WHAT NEEDS TO BE DONE: From the records below, copy every line that contains the word "Provide".

TASK INPUT:
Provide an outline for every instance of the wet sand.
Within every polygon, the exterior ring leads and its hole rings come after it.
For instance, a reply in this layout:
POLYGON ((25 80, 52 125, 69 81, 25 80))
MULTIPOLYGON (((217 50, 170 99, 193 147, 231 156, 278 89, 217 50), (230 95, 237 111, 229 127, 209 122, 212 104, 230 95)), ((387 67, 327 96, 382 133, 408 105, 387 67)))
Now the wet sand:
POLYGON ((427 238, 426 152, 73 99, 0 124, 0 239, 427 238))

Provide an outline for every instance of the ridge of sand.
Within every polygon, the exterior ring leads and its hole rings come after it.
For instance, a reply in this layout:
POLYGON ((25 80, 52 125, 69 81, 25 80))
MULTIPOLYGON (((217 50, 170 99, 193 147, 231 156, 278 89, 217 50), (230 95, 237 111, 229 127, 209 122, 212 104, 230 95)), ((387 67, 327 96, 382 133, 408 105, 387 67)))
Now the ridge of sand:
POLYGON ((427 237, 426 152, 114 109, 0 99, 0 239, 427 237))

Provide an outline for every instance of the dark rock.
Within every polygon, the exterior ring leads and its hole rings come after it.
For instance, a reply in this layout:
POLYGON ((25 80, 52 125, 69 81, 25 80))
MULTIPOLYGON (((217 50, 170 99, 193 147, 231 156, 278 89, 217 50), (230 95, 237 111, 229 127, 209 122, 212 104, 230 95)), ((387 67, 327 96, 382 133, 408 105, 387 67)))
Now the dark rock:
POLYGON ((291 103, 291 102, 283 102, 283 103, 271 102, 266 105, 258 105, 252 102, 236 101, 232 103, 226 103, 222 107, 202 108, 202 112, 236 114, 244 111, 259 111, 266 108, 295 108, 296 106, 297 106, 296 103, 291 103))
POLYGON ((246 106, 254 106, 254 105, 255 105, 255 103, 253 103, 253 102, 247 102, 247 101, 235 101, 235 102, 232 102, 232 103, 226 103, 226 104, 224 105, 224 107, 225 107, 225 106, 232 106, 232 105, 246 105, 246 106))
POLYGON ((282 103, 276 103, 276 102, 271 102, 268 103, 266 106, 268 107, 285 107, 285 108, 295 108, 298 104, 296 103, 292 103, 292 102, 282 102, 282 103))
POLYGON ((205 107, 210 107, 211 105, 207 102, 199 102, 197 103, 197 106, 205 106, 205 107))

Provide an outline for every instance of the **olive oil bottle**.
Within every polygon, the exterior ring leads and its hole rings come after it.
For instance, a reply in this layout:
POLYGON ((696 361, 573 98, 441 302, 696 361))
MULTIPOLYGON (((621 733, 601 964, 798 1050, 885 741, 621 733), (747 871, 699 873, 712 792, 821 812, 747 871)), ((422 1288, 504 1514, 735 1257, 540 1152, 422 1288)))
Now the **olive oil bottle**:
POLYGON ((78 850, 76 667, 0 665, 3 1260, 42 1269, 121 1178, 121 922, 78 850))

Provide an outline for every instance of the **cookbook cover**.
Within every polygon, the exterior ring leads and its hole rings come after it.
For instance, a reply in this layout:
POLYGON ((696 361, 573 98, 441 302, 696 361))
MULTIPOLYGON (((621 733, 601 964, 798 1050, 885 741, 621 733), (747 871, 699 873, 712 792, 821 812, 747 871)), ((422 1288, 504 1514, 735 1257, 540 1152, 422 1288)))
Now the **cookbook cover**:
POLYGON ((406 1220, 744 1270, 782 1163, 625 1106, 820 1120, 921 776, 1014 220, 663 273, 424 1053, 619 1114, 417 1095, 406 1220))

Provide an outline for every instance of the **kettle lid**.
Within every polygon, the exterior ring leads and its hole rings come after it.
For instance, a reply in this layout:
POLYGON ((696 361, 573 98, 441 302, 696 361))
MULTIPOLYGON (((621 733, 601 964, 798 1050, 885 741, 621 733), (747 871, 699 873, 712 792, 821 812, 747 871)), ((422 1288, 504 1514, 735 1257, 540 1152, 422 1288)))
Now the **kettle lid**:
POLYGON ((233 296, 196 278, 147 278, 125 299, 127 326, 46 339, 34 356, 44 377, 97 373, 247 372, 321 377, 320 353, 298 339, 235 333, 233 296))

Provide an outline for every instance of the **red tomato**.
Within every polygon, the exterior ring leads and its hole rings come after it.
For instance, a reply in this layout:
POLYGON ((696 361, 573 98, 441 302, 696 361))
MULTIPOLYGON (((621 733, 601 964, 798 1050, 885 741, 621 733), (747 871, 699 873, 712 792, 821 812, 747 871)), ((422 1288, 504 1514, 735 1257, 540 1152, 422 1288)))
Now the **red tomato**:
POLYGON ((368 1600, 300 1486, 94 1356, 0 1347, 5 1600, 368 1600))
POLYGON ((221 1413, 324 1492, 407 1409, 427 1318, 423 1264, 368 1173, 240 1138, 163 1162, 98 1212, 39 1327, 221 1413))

ANSWER FOR THE TASK:
Provide an outline for every instance of the wet sand.
Provide an outline for every instance of the ridge of sand.
Provide an outline for every instance of the dark rock.
Provide an outline for every instance of the **olive oil bottle**.
Provide an outline for every instance of the **cookbook cover**.
Provide an outline for every instance of the **kettle lid**.
Provide an outline for every instance of the **red tomato**.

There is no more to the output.